Exercise aim —
Using the records below, filter for lines that contain the string "dark" and copy them out.

The data —
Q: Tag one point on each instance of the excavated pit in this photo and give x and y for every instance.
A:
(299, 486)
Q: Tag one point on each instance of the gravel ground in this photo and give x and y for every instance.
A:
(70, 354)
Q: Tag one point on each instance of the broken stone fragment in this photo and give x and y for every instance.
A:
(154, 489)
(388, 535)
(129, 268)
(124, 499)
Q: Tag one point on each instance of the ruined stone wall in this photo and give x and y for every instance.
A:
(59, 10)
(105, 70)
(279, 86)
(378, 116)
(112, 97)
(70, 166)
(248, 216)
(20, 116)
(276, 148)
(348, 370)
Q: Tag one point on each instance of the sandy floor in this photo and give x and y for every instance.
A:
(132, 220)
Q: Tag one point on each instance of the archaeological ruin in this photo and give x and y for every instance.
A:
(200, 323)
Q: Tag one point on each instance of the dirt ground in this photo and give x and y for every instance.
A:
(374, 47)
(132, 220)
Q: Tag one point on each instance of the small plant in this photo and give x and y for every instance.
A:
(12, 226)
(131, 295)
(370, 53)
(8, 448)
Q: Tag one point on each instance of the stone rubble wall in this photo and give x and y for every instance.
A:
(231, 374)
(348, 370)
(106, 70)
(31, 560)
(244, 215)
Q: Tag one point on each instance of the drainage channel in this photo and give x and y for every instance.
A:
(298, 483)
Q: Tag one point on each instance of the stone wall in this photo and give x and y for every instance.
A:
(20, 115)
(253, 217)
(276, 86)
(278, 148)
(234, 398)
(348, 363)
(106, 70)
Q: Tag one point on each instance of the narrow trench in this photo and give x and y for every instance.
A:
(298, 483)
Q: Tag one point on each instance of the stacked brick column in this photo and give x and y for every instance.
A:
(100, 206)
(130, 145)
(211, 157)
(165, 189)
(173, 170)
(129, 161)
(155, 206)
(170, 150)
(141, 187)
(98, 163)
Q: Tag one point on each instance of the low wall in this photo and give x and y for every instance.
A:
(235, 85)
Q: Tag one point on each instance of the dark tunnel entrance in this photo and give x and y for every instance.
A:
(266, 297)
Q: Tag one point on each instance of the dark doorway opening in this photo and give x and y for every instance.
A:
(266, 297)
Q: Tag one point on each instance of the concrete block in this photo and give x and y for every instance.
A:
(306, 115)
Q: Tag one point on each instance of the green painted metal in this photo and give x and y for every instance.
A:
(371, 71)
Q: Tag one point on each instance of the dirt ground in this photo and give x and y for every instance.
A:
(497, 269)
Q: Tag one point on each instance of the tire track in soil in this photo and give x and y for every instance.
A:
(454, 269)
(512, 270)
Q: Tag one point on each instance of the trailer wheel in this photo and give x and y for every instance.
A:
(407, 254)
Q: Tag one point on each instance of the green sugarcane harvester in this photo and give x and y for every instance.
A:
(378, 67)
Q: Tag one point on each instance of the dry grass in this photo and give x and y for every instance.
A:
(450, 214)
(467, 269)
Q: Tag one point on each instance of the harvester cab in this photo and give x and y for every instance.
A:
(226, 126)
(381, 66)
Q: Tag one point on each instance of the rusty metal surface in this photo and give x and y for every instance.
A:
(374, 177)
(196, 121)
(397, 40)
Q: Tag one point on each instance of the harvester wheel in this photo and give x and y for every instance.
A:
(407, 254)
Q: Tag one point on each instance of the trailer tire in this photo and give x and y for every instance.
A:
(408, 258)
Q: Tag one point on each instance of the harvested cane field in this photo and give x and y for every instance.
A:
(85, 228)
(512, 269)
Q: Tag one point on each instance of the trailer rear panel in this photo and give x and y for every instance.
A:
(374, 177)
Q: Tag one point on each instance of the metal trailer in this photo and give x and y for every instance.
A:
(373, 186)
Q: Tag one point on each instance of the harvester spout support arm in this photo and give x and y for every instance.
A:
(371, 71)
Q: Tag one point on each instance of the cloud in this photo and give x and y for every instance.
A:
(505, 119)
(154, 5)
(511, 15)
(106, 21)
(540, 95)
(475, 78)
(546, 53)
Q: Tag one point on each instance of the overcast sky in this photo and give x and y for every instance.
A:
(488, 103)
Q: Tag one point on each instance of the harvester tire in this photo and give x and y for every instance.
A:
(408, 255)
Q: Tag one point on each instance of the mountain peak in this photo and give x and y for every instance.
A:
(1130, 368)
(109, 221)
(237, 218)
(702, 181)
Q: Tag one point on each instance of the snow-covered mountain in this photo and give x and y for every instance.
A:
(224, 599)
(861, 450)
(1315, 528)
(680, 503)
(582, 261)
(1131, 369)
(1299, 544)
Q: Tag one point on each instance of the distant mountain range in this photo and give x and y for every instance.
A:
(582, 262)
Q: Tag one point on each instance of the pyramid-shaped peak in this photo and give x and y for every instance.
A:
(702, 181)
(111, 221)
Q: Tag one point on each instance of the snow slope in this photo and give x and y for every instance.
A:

Solved exercise —
Q: Tag one point on each instance of the dark tunnel entrance in this photo and give x and y for every instance.
Q: Tag one point on each instance of the dark doorway opening in this photo and give x and y for every instance.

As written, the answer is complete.